Would you please restate all of the data exactly?

►

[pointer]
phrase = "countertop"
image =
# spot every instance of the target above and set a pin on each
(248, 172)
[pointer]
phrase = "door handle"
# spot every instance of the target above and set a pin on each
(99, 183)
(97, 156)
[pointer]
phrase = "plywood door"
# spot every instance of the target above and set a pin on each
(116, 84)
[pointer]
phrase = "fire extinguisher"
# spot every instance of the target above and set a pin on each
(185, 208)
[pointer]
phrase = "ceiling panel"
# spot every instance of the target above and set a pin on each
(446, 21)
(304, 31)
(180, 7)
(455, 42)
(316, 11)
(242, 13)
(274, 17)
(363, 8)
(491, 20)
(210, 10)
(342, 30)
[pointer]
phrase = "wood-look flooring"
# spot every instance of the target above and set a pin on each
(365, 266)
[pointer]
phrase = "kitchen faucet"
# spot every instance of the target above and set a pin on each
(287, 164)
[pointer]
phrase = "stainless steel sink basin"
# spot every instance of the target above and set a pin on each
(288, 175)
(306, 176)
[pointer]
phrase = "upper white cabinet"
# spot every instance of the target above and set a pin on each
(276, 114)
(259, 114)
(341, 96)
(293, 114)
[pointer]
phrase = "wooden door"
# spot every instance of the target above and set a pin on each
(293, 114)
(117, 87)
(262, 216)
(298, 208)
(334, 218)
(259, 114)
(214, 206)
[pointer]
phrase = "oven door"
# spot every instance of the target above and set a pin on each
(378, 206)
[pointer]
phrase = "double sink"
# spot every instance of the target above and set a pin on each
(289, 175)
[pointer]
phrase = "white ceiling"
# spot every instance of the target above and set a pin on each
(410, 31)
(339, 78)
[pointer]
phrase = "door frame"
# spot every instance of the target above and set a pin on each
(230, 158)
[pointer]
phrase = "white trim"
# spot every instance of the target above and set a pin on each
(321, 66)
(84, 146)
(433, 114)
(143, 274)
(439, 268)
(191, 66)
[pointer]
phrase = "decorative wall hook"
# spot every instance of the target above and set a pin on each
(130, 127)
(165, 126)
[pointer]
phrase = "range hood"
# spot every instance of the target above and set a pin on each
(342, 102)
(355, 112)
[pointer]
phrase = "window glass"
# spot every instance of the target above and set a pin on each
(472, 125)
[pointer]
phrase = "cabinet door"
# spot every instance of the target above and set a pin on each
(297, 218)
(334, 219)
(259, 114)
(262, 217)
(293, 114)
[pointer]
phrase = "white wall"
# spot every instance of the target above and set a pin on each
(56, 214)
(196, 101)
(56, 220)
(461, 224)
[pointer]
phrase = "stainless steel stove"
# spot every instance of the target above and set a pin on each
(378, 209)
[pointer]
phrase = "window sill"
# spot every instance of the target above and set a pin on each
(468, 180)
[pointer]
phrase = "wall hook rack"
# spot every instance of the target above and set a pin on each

◄

> **EXERCISE SOLUTION**
[pointer]
phrase = "countertop"
image =
# spot every instance of the target above and set a pin on each
(248, 172)
[pointer]
phrase = "door handle"
# spot every instance of the target above and set a pin on each
(99, 183)
(97, 156)
[pointer]
phrase = "plywood door"
# spot every instance of the target above and set a pin on each
(116, 84)
[pointer]
phrase = "fire extinguisher"
# spot every instance of the target above and set a pin on each
(185, 208)
[pointer]
phrase = "ceiling panel"
# spot every instance of the target above and set a pin on each
(446, 21)
(304, 31)
(180, 7)
(455, 42)
(316, 11)
(242, 13)
(274, 17)
(363, 8)
(491, 20)
(210, 10)
(342, 30)
[pointer]
phrase = "wood-look flooring"
# spot every instance of the target above and set a pin on each
(365, 266)
[pointer]
phrase = "kitchen faucet"
# spot every instance of the target above and set a pin on each
(287, 164)
[pointer]
phrase = "stainless steel sink basin"
# spot every instance of the target above and set a pin on each
(288, 175)
(306, 176)
[pointer]
phrase = "upper white cabinet"
# spot every instance of the target above and set a pin on each
(276, 114)
(259, 114)
(341, 96)
(293, 114)
[pointer]
phrase = "wooden door"
# spot every instance of the target above and set a pin on each
(293, 114)
(117, 87)
(262, 216)
(298, 208)
(334, 218)
(259, 114)
(214, 206)
[pointer]
phrase = "oven door"
# spot every instance of the target above and set a pin on each
(378, 206)
[pointer]
phrase = "double sink"
# spot every instance of the target above and set a pin on each
(289, 175)
[pointer]
phrase = "white ceiling"
# spot every instance of the target above and set a pin on each
(410, 31)
(339, 78)
[pointer]
phrase = "door frame"
# spot every instance of the target above and set a pin on each
(230, 158)
[pointer]
phrase = "white trim"
# spot every instance of the target above and set a pin on each
(321, 66)
(84, 146)
(433, 114)
(143, 274)
(439, 268)
(191, 66)
[pointer]
phrase = "decorative wall hook"
# spot every instance of the target above and set a pin on each
(130, 127)
(165, 126)
[pointer]
phrase = "range hood"
# spot every instance of the target above and set a pin on each
(342, 102)
(355, 112)
[pointer]
phrase = "window glass"
# spot every instance of the target above and set a pin on each
(472, 125)
[pointer]
phrase = "cabinet door"
# spot every instance of the target above and set a pin on each
(297, 218)
(334, 219)
(259, 114)
(262, 217)
(293, 114)
[pointer]
phrase = "white wall"
# spot every instance of the target above and set a pin on each
(56, 214)
(196, 101)
(56, 220)
(461, 224)
[pointer]
phrase = "stainless steel stove"
# spot every instance of the target above and set a pin on each
(378, 209)
[pointer]
phrase = "window sill"
# spot every instance of the target above and set a pin on each
(468, 180)
[pointer]
phrase = "wall hook rack"
# spot every instance of the target above and set a pin on each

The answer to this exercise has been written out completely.